◆ Task ◆
Print every record below exactly as written.

── Data to examine

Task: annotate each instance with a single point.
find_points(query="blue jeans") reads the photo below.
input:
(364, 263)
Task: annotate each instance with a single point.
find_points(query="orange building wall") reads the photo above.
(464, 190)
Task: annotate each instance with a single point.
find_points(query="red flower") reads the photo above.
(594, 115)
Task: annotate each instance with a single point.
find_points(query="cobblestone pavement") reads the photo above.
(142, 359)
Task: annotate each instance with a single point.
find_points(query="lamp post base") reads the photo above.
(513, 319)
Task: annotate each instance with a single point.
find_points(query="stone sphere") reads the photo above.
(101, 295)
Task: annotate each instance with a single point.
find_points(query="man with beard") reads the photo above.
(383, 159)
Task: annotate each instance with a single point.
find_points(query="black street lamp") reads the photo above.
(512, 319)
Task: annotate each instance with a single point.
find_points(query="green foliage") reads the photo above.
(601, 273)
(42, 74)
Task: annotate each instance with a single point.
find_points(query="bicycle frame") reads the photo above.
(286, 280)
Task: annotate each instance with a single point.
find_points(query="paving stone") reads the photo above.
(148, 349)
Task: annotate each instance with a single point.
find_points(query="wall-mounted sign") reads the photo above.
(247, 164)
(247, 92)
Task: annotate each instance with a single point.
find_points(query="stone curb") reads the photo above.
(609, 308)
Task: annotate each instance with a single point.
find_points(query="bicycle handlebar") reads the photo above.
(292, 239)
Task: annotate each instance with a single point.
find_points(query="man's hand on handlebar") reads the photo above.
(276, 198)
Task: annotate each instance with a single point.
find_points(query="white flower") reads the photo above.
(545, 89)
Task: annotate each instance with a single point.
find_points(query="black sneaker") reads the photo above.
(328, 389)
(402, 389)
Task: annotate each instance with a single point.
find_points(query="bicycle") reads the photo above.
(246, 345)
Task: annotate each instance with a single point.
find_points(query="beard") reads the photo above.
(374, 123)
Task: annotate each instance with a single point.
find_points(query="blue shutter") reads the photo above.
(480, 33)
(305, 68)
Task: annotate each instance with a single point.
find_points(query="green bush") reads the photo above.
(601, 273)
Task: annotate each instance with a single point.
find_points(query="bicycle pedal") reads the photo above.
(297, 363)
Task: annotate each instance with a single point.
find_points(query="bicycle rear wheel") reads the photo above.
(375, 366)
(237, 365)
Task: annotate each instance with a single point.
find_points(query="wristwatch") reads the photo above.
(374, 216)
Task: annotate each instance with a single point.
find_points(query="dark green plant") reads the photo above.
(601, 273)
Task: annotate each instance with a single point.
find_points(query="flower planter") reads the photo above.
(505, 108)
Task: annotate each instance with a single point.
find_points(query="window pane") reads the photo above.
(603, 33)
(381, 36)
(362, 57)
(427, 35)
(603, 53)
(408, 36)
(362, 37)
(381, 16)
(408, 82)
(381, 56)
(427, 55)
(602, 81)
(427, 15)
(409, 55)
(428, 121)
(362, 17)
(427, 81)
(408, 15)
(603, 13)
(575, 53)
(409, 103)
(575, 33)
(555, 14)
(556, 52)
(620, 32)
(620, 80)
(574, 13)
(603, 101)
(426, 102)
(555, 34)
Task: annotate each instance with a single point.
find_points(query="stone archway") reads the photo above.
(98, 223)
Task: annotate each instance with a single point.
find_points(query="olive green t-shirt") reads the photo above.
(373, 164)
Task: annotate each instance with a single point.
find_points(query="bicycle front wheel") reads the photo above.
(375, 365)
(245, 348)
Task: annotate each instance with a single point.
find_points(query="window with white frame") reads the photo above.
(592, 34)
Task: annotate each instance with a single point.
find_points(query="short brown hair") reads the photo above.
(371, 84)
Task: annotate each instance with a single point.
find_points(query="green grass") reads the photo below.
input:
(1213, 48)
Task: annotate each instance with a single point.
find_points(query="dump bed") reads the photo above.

────

◆ Result of the task ◆
Task: annotate each instance with a single point.
find_points(query="blue jeans") reads the photo below.
input:
(364, 263)
Task: annotate each instance with a single point.
find_points(query="orange building wall") reads the photo above.
(464, 190)
Task: annotate each instance with a single point.
find_points(query="red flower") reads the photo above.
(594, 115)
Task: annotate each instance with a single point.
find_points(query="cobblestone pavement") reads the photo above.
(142, 359)
Task: annotate each instance with a single point.
find_points(query="lamp post base") reads the photo above.
(513, 319)
Task: annotate each instance with a single point.
find_points(query="stone sphere") reads the photo above.
(101, 295)
Task: annotate each instance with a single point.
find_points(query="man with beard") reads the photo above.
(383, 159)
Task: annotate each instance with a single point.
find_points(query="black street lamp") reads the photo above.
(512, 319)
Task: annotate each instance with a single point.
find_points(query="green foliage") reads the photo above.
(601, 273)
(42, 74)
Task: annotate each instance with a single point.
find_points(query="bicycle frame") reads the photo above.
(286, 280)
Task: annotate each instance with a single point.
find_points(query="paving stone") reads the photo above.
(148, 349)
Task: annotate each instance with a single point.
find_points(query="wall-mounted sign") reads the photo above.
(247, 164)
(247, 92)
Task: annotate each instance with a single point.
find_points(query="stone curb") reads the photo above.
(609, 308)
Task: annotate each instance with a single point.
find_points(query="bicycle handlebar") reads the photo above.
(292, 239)
Task: annotate each instance with a single point.
find_points(query="man's hand on handlebar") reads the photo above.
(276, 198)
Task: annotate each instance with a single point.
find_points(query="white flower") reads the photo above.
(545, 89)
Task: annotate each instance with a single point.
find_points(query="black sneaker") reads the photo above.
(328, 389)
(402, 389)
Task: annotate each instance with a single point.
find_points(query="bicycle") reads the photo above.
(246, 345)
Task: annotate each instance with a single point.
find_points(query="beard") reads the photo above.
(374, 123)
Task: annotate each instance with a single point.
find_points(query="blue shutter") reads the photo above.
(480, 33)
(305, 68)
Task: annotate each instance with a single point.
find_points(query="green bush") reads the photo above.
(601, 273)
Task: annotate each instance with a single point.
find_points(query="bicycle pedal") reads the photo above.
(297, 363)
Task: annotate each instance with a single point.
find_points(query="bicycle rear wheel") reads the photo above.
(375, 366)
(237, 365)
Task: annotate each instance with a single point.
find_points(query="wristwatch") reads the photo above.
(374, 216)
Task: annotate each instance with a single point.
find_points(query="dark green plant") reads the photo above.
(601, 273)
Task: annotate each instance with a single point.
find_points(query="flower planter") reads the photo above.
(505, 108)
Task: annotate each instance with a single point.
find_points(query="window pane") reads the photo above.
(603, 33)
(381, 36)
(362, 57)
(427, 35)
(603, 53)
(408, 36)
(362, 37)
(381, 16)
(408, 82)
(381, 56)
(427, 55)
(602, 81)
(427, 15)
(409, 55)
(428, 121)
(362, 17)
(427, 81)
(408, 15)
(603, 13)
(575, 53)
(409, 103)
(575, 33)
(555, 14)
(556, 52)
(620, 32)
(620, 80)
(574, 13)
(603, 101)
(426, 102)
(555, 34)
Task: annotate each instance with a single point.
find_points(query="stone archway") reads the photo above.
(98, 223)
Task: annotate each instance with a single point.
find_points(query="olive green t-shirt") reads the photo above.
(373, 164)
Task: annotate each instance with a single point.
find_points(query="bicycle front wheel") reads the photo above.
(375, 365)
(245, 348)
Task: annotate each instance with a single point.
find_points(query="window with white frame") reads the photo above.
(592, 34)
Task: annotate each instance with a single point.
find_points(query="short brown hair") reads the photo above.
(371, 84)
Task: annotate each instance with a single point.
find_points(query="green grass") reads the photo below.
input:
(1213, 48)
Task: annotate each instance with a single point.
find_points(query="dump bed") reads the photo above.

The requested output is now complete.